What is needed: Rewrite all of the records below, swapping "tell me where" for "show me where" and changing nothing else.

____________

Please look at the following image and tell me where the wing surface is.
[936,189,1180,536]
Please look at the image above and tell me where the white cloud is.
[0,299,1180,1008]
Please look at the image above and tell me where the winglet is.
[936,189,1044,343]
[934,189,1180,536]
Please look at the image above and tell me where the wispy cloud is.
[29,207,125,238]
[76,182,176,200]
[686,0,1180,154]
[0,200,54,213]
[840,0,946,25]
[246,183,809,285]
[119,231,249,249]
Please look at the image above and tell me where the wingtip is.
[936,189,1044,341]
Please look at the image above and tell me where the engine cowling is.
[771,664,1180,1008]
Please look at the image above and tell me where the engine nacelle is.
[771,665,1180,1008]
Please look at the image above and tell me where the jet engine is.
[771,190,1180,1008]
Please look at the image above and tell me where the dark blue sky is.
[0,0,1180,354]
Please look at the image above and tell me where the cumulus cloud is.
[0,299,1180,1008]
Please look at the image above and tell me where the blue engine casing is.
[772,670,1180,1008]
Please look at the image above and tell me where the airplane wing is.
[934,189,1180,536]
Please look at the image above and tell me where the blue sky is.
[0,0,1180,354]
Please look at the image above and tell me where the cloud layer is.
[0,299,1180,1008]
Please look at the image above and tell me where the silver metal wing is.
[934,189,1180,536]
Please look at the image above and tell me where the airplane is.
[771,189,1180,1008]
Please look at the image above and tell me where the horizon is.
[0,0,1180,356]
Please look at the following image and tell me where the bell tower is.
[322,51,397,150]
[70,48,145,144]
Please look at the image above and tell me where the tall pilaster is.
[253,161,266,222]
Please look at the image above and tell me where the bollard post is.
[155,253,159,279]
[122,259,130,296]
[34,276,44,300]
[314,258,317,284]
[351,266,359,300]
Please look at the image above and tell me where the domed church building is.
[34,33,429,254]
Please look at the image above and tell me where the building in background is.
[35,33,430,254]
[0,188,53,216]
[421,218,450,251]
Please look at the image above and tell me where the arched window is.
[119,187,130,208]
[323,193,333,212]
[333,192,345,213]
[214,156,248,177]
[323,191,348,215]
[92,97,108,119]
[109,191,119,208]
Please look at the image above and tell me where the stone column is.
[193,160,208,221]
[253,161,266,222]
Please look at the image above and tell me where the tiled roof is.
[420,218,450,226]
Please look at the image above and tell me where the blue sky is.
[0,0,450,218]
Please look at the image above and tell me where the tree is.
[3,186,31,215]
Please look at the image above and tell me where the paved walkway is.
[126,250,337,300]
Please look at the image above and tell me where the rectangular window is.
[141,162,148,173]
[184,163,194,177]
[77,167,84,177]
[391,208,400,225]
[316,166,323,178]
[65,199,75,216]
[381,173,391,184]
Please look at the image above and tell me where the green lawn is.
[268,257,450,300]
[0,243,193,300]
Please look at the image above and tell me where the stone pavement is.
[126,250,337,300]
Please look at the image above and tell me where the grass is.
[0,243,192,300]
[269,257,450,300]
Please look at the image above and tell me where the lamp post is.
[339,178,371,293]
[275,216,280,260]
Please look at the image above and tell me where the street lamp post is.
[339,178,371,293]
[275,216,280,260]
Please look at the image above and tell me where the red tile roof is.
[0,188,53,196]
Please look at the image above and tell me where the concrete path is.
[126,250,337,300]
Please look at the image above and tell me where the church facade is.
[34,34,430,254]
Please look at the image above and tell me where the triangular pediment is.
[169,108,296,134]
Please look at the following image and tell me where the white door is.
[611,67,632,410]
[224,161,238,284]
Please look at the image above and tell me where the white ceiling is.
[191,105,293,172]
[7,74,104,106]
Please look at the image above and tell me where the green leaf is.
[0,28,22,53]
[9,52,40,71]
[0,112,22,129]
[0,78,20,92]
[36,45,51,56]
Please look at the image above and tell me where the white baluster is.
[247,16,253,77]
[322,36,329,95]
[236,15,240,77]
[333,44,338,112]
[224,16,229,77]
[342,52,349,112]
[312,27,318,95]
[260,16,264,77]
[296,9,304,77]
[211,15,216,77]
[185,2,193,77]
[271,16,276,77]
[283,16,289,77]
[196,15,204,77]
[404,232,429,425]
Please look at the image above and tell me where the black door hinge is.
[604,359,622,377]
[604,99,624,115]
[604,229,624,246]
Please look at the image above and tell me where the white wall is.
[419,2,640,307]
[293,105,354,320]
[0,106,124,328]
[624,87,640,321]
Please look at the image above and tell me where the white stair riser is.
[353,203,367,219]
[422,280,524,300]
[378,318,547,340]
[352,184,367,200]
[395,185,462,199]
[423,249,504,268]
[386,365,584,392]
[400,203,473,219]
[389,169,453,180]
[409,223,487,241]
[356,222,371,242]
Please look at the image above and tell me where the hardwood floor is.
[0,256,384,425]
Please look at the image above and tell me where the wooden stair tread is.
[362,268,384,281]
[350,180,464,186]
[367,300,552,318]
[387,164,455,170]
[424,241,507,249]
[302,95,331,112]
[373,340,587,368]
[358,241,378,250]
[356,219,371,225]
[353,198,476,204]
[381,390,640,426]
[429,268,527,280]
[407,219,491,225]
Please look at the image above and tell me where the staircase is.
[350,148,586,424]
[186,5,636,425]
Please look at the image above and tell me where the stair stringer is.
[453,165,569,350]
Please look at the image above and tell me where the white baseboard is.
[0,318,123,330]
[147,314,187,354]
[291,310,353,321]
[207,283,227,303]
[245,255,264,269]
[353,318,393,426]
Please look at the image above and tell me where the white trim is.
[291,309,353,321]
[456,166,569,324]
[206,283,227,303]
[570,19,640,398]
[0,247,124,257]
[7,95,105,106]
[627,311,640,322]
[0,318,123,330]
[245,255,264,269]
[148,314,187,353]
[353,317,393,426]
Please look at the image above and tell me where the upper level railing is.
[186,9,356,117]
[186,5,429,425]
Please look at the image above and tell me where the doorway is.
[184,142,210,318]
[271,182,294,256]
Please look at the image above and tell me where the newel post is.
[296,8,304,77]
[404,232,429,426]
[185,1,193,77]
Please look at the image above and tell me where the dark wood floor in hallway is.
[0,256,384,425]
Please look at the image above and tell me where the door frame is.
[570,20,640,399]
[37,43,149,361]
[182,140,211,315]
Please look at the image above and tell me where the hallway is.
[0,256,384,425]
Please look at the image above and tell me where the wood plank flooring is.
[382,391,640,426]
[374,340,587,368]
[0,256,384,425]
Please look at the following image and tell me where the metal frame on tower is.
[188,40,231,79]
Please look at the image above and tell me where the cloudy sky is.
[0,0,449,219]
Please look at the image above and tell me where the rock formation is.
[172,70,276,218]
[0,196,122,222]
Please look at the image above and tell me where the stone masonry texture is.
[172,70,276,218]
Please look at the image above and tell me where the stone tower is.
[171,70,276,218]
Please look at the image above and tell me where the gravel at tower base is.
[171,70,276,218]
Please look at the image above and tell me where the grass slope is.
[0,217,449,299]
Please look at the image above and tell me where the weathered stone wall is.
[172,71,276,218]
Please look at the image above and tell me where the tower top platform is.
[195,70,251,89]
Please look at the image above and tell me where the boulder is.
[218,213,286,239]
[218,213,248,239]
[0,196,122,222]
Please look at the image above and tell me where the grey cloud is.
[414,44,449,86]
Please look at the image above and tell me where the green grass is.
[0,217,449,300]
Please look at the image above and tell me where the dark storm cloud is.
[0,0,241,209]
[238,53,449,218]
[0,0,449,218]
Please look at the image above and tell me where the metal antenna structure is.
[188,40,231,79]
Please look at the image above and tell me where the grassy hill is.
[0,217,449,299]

____________

Exercise output:
Please look at the following image and show me where the wing surface is.
[936,189,1180,536]
Please look at the image above and show me where the white cloud is.
[0,299,1180,1008]
Please look at the image above and show me where the winglet is.
[936,189,1044,343]
[934,189,1180,536]
Please look at the image above and show me where the wispy cloud is.
[29,207,125,238]
[76,182,176,200]
[686,0,1180,154]
[0,200,54,213]
[840,0,946,25]
[246,183,809,285]
[119,231,249,249]
Please look at the image above and show me where the wingtip is.
[936,189,1044,341]
Please look at the image above and show me where the engine cowling is.
[771,664,1180,1008]
Please look at the image above and show me where the engine nacelle is.
[771,665,1180,1008]
Please look at the image above and show me where the jet engine is.
[771,190,1180,1008]
Please look at the image above and show me where the dark blue sky is.
[0,0,1180,354]
Please look at the image above and show me where the cumulus cloud is.
[0,299,1180,1008]
Please look at the image above and show me where the blue engine casing is.
[772,670,1180,1008]
Please look at the image above and show me where the airplane wing is.
[934,189,1180,536]
Please look at the image above and show me where the blue sky is.
[0,0,1180,354]
Please look at the image above and show me where the cloud layer is.
[0,299,1180,1008]
Please look at the image above and show me where the silver metal wing is.
[934,189,1180,536]
Please look at the image above and show me where the airplane is.
[771,189,1180,1008]
Please look at the image above and show me where the horizon is.
[0,0,1180,356]
Please look at the following image and show me where the bell tower is.
[322,51,397,150]
[70,48,145,144]
Please look at the image above and show me where the tall pilaster is.
[253,161,266,222]
Please look at the image above and show me where the bollard post is.
[155,253,159,279]
[122,259,130,296]
[34,276,44,300]
[314,258,317,284]
[351,266,359,300]
Please look at the image above and show me where the domed church building is.
[34,33,429,254]
Please look at the image above and show me where the building in background is.
[35,33,430,254]
[0,188,53,216]
[421,218,450,251]
Please look at the image above and show me where the arched window is.
[119,187,130,208]
[323,193,333,212]
[333,192,345,213]
[214,156,248,177]
[323,191,348,215]
[92,97,108,119]
[109,191,119,208]
Please look at the image above and show me where the stone column is.
[193,160,208,221]
[253,161,266,222]
Please look at the image above and show me where the tiled roof is.
[420,218,450,226]
Please look at the image above and show me where the blue sky is.
[0,0,450,218]
Please look at the image above and show me where the tree is.
[3,186,31,215]
Please look at the image above and show me where the paved walkway is.
[126,250,337,300]
Please look at the image above and show me where the rectangular window is.
[141,162,148,173]
[184,163,194,177]
[77,167,84,177]
[391,208,400,225]
[316,166,323,178]
[65,199,75,216]
[381,173,391,184]
Please look at the image above and show me where the green lawn is.
[268,257,450,300]
[0,243,193,300]
Please look at the image above and show me where the stone pavement is.
[126,250,337,300]
Please look at the image above and show me where the grass is.
[0,243,192,300]
[269,257,450,300]
Please look at the image above and show me where the lamp post is.
[339,178,371,293]
[275,216,280,260]
Please look at the image above and show me where the street lamp post is.
[339,178,371,293]
[275,216,280,260]
Please look at the image above and show me where the red tile roof is.
[0,188,53,196]
Please look at the image above and show me where the concrete path is.
[126,250,337,300]
Please look at the image above and show me where the church facade is.
[34,34,430,254]
Please look at the image above and show me where the triangular pediment is.
[169,108,296,134]
Please look at the following image and show me where the white door is.
[611,67,632,410]
[224,161,238,284]
Please look at the image above and show me where the white ceiling is.
[191,105,293,172]
[7,74,104,106]
Please look at the image above and show me where the green leaf is.
[0,28,22,53]
[9,52,40,71]
[0,112,22,129]
[0,78,20,92]
[36,45,51,56]
Please look at the image above and show me where the white baluster is.
[247,16,253,77]
[322,36,329,95]
[236,15,240,77]
[333,44,338,112]
[224,16,229,77]
[342,52,349,112]
[312,27,318,95]
[260,16,264,77]
[296,9,304,77]
[211,15,216,77]
[185,2,193,77]
[271,16,276,77]
[283,16,289,77]
[196,15,204,77]
[404,232,429,425]
Please look at the image above and show me where the black door hinge is.
[604,359,622,377]
[604,99,624,115]
[604,229,624,246]
Please look at the image above and show me where the white wall is.
[419,2,640,307]
[293,105,354,320]
[0,106,124,328]
[624,87,640,321]
Please look at the image above and show me where the white stair riser is.
[353,203,367,219]
[422,280,524,300]
[378,318,547,340]
[352,184,367,200]
[395,185,462,199]
[423,249,504,268]
[386,365,584,392]
[400,203,473,219]
[389,169,453,180]
[409,223,487,241]
[356,222,371,242]
Please look at the image above and show me where the hardwood floor is.
[0,256,384,425]
Please look at the image above and show me where the wooden stair tread is.
[362,268,384,281]
[350,180,464,186]
[367,300,552,318]
[387,164,455,170]
[424,241,507,249]
[302,95,331,112]
[373,340,587,368]
[358,241,378,250]
[356,219,371,225]
[353,198,476,204]
[381,390,640,426]
[429,268,527,280]
[407,219,491,225]
Please look at the image above and show me where the staircase is.
[350,148,586,424]
[186,5,636,425]
Please look at the image above and show me where the stair stringer is.
[453,165,569,350]
Please look at the image above and show me where the white baseboard is.
[0,318,123,330]
[147,314,187,354]
[291,310,353,321]
[207,283,227,303]
[245,255,264,269]
[353,318,393,426]
Please look at the image above and show me where the white trim is.
[291,309,353,321]
[456,166,569,324]
[206,283,227,303]
[570,19,640,398]
[0,247,124,257]
[7,95,105,106]
[627,311,640,322]
[0,318,123,330]
[245,255,264,269]
[148,314,187,353]
[353,317,393,426]
Please look at the image above and show me where the upper level railing is.
[186,9,356,117]
[186,5,429,425]
Please look at the image above and show me where the doorway is.
[184,142,210,318]
[271,182,294,256]
Please look at the image above and show me where the newel post is.
[296,8,304,77]
[404,232,429,426]
[185,1,193,77]
Please look at the image above and show me where the dark wood floor in hallway is.
[0,256,384,425]
Please look at the image above and show me where the door frame is.
[570,20,640,399]
[37,43,149,361]
[182,140,211,315]
Please look at the image above and show me where the hallway is.
[0,256,384,425]
Please look at the image above and show me where the wood plank flooring is.
[382,391,640,426]
[374,340,587,368]
[0,256,384,425]
Please look at the following image and show me where the metal frame on tower is.
[188,40,231,79]
Please look at the image above and show me where the cloudy sky is.
[0,0,449,219]
Please look at the image above and show me where the rock formation is.
[172,70,276,218]
[0,196,122,222]
Please look at the image above and show me where the stone masonry texture is.
[172,70,276,218]
Please look at the image above and show me where the stone tower is.
[171,70,276,218]
Please look at the image above and show me where the gravel at tower base is.
[171,70,276,218]
Please look at the image above and show me where the grass slope is.
[0,217,449,299]
Please look at the image above and show me where the weathered stone wall is.
[172,71,276,218]
Please look at the image above and show me where the tower top platform is.
[195,70,251,89]
Please look at the image above and show me where the boulder is.
[218,213,286,239]
[218,213,248,239]
[0,196,122,222]
Please look at the image above and show me where the grey cloud is.
[414,44,449,86]
Please look at the image above and show me where the green grass is.
[0,217,449,300]
Please look at the image above and show me where the dark storm cloud is.
[0,0,241,209]
[238,53,449,218]
[0,0,449,218]
Please look at the image above and show me where the metal antenna structure is.
[188,40,231,79]
Please look at the image above and show me where the grassy hill is.
[0,217,449,299]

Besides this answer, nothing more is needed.